Reproduce precisely the lines of the listing below, starting with the line that contains "Target: person in black jacket" and stopping after the line that contains "instance: [(426, 619)]"; include nothing else.

§ §

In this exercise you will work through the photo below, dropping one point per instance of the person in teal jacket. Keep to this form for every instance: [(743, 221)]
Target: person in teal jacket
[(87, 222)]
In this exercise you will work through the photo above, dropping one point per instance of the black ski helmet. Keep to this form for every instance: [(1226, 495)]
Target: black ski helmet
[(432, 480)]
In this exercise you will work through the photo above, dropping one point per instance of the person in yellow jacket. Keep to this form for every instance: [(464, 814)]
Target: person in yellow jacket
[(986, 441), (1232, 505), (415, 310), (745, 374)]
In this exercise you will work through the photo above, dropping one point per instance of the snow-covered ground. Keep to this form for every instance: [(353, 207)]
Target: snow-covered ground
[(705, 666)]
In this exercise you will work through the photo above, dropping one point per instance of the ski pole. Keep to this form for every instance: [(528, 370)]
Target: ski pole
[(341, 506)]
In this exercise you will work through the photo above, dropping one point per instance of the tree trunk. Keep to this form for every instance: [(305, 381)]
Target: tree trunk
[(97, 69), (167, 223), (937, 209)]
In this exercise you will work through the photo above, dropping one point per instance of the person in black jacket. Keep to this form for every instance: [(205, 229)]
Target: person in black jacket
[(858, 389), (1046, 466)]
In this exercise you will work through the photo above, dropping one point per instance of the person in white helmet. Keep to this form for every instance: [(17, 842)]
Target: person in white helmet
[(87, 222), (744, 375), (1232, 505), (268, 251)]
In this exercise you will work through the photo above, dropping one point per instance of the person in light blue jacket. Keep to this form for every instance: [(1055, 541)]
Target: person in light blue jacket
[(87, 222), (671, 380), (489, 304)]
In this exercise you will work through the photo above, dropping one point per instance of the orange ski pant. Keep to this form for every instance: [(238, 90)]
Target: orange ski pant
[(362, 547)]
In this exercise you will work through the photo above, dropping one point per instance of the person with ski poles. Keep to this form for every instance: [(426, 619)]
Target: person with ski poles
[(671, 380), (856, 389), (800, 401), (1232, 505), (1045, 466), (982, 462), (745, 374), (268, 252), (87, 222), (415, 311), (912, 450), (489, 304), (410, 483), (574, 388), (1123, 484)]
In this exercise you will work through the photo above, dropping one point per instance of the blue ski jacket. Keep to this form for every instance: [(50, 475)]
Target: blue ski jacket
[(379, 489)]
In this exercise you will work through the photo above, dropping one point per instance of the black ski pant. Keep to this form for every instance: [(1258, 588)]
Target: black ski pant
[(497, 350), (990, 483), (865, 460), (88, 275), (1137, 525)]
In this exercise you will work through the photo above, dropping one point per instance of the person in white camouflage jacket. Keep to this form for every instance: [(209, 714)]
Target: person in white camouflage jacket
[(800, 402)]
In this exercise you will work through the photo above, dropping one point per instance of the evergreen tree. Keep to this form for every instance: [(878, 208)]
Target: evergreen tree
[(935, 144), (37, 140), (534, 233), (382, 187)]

§ §

• [Solved problem]:
Target: person in black jacket
[(858, 389), (1046, 466)]
In this exercise you will work through the photo above, dropping one point per instance of the person in white helmet. Keep to this form for every instance: [(17, 842)]
Target: person in white helmet
[(87, 222), (744, 375), (1232, 505), (268, 251)]
In this exercise you will work through the photo above, dropping one point per instance of the person in light blue jacket. Keep to this form for every instance: [(1055, 541)]
Target: person in light blue jacket
[(87, 222), (671, 380), (489, 304)]
In this exercise you will work through the photo above, dropping one point per instance of the orange ski pant. Keep to this form for every instance: [(238, 90)]
Target: orange ski pant
[(362, 547)]
In this exercise you will work through the photo above, dropping one point per instance of the person with ski poles. Keep to this form for every instance: [(426, 619)]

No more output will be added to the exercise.